The mystery itself is decent enough, but the absence of Jessica wandering around politely dismantling people’s alibis makes the whole thing feel a little off. Watching other characters solve the case inside one of her fictional stories just isn’t as fun. Part of the magic of Murder, She Wrote is watching Lansbury gently interrogate suspects while pretending she’s just asking innocent questions. Without that, the episode feels like a regular 1980s TV mystery with a cameo introduction.

Any trivia?

Four of the actors would appear on The Golden Girls: Herb Edelman was Stan, Dorothy’s ex-husband; George Grizzard was Blanche’s ex-husband George, as well as George’s brother Jamie; Scott Jacoby was Dorothy and Stan’s son Michael and Dinah Manoff was next-door neighbor Carol, who spun off to Empty Nest

There is a real-life Murder. She Wrote book with the same title. Set in New Orleans during a jazz festival, Jessica is part of the investigation into the death of arts critic Wayne Copely, found dead near the grave of a voodoo queen. 

Give me a reasonable quote:

Jessica Fletcher: Did you ever try to argue with a computer? It is impossible. It’s like trying to talk sense to Amos Tupper once he’s made up his mind about something.

What’s next?

A sensationalist TV presenter is killed, and suspicion falls on one of the clients whose products he maligned. George Takei and Adrienne Barbeau? Let’s do it!

Mysterious Two (1982)

_Exercise task a_
Show every line of the entries that contains the string "grassy", treating uppercase and lowercase as distinct.
The entries have no connection to the review.

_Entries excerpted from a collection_
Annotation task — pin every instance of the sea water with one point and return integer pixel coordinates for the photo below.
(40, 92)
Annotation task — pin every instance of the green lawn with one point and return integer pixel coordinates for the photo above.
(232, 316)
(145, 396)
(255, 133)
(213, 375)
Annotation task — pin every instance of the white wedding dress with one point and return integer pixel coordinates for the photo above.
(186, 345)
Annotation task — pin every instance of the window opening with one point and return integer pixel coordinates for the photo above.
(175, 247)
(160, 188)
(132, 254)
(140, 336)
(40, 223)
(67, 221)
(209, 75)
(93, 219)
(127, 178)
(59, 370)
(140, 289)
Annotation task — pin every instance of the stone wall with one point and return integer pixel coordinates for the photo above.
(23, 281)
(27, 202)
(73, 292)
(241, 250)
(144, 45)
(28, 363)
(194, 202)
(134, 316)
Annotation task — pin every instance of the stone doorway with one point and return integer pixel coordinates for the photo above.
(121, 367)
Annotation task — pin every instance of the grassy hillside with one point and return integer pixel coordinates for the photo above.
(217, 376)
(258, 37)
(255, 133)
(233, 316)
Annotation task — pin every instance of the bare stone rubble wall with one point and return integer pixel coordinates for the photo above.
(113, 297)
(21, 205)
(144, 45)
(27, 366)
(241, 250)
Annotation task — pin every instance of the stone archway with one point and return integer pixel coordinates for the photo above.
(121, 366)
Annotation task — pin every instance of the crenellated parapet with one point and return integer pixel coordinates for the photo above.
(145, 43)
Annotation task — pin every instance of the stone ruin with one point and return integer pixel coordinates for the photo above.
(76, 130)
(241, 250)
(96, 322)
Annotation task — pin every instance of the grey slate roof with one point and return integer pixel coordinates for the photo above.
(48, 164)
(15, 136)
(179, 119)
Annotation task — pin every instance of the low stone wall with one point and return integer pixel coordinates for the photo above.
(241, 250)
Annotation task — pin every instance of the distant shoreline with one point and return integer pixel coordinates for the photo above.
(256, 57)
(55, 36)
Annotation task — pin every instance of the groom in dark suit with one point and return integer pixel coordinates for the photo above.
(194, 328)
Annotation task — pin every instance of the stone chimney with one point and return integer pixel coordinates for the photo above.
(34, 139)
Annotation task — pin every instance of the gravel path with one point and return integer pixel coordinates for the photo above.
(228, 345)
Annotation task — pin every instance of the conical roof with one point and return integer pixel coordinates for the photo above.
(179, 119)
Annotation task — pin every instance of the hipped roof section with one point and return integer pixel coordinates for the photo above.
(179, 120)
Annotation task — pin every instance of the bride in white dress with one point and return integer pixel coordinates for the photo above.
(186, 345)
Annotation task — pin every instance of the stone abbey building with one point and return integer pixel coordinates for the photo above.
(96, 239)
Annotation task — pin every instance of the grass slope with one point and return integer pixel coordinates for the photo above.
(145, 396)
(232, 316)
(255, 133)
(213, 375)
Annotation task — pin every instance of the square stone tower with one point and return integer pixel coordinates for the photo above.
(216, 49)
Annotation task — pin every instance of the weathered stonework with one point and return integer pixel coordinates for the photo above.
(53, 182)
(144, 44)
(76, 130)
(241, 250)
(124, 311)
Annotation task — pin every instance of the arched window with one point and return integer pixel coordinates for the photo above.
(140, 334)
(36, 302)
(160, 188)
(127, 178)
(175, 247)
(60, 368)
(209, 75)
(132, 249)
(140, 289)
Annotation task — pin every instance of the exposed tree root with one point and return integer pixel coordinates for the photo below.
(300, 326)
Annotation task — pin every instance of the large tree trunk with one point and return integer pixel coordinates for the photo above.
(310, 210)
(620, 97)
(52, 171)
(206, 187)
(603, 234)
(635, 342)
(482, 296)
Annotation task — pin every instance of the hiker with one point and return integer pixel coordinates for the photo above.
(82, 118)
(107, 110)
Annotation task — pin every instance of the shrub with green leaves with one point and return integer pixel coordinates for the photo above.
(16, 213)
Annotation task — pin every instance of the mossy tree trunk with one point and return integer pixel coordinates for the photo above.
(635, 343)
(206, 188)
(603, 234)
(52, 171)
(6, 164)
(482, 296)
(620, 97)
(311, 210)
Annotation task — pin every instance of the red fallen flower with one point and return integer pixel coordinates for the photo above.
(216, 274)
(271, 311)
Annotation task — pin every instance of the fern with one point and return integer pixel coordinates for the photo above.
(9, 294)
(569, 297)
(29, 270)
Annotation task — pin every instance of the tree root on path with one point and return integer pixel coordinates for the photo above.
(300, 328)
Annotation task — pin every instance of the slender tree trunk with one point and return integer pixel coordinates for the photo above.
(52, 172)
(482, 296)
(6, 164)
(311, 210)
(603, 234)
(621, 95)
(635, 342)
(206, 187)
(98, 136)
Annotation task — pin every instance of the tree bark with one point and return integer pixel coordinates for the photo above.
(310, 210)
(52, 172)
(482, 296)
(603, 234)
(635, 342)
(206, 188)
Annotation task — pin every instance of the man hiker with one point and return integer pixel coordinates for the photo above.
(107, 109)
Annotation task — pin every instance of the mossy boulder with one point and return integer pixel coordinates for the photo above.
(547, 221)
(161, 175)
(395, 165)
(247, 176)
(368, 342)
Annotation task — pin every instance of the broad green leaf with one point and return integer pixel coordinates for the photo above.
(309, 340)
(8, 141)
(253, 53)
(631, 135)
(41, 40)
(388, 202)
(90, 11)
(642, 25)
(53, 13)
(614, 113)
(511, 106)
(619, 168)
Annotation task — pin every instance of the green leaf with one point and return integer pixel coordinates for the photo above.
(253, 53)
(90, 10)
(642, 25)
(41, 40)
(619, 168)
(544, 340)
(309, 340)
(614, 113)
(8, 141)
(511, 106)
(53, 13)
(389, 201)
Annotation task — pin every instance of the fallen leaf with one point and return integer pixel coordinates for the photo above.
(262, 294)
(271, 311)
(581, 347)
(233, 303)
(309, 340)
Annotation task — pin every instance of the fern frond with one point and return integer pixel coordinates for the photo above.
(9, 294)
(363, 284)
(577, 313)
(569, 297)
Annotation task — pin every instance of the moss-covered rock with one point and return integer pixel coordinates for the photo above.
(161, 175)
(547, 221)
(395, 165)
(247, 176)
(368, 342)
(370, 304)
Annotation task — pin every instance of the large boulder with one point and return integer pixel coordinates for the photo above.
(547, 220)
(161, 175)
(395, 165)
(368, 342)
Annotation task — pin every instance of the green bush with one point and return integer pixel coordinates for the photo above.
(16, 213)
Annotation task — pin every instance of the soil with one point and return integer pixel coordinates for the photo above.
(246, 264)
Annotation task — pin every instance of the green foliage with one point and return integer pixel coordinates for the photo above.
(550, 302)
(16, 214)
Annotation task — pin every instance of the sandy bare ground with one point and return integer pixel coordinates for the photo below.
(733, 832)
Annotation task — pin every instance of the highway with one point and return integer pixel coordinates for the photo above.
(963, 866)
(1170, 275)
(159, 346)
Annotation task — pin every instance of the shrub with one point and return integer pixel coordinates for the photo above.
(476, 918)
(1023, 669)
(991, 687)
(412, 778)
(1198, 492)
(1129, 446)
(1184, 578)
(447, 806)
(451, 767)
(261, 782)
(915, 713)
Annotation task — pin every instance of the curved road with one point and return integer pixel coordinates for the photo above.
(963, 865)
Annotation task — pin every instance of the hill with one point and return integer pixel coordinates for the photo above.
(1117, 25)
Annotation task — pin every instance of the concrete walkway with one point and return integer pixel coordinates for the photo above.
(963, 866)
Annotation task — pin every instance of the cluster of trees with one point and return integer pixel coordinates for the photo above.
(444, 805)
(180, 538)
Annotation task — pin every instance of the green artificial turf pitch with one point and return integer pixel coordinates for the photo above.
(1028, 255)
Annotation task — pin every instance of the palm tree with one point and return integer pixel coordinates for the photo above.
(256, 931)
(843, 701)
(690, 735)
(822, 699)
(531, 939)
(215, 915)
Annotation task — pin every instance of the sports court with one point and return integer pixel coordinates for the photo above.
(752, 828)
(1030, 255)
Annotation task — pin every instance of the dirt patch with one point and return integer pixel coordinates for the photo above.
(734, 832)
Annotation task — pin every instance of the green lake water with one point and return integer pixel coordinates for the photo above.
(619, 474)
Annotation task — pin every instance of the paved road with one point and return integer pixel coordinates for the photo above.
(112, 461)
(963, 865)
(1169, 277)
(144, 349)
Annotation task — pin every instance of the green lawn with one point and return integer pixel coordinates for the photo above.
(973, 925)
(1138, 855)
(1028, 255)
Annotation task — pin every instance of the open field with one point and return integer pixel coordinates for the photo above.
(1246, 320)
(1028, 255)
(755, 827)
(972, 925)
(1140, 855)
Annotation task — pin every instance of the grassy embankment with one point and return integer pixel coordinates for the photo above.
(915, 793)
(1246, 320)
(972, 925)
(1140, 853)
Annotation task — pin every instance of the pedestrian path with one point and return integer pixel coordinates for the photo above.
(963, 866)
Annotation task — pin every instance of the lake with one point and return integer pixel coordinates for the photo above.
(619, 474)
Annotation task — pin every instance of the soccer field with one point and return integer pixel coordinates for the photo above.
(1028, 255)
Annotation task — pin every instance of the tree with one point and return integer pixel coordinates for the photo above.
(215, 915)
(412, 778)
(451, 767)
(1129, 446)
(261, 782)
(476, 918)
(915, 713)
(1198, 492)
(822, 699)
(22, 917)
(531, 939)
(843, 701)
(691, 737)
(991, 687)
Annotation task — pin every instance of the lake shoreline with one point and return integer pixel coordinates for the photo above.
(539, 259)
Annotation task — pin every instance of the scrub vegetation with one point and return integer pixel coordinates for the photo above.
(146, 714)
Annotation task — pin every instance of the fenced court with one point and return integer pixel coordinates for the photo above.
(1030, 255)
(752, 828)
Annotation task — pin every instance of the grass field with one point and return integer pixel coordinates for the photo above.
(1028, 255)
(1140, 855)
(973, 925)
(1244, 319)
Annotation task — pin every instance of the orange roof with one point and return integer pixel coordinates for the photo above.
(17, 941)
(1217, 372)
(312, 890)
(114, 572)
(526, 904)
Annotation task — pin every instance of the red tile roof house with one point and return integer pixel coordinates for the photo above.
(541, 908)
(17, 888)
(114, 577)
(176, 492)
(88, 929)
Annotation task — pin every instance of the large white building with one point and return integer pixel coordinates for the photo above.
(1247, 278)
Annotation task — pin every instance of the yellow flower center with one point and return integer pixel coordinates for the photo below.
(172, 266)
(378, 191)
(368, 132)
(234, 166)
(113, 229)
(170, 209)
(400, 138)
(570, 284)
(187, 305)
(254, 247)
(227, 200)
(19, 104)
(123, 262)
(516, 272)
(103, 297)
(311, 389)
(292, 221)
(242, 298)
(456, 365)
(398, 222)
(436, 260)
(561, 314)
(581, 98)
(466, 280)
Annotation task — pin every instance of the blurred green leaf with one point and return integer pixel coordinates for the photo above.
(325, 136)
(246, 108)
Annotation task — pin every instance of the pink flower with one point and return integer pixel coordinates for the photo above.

_Exercise task b_
Answer these questions using the review:
(i) Which character did Herb Edelman play on The Golden Girls?
(ii) In what setting does the book with the same title take place?
(iii) In the quote, what does Jessica Fletcher say arguing with a computer is like?

_Written solution a_
Annotation task — pin every instance of the grassy hillside with one point and return integer pixel coordinates for the photo above.
Annotation task — pin every instance of the grassy embankment with one point and return integer pixel coordinates for the photo above.

_Written solution b_
(i) Stan, Dorothy's ex-husband.
(ii) New Orleans during a jazz festival.
(iii) Trying to talk sense to Amos Tupper once he has made up his mind about something.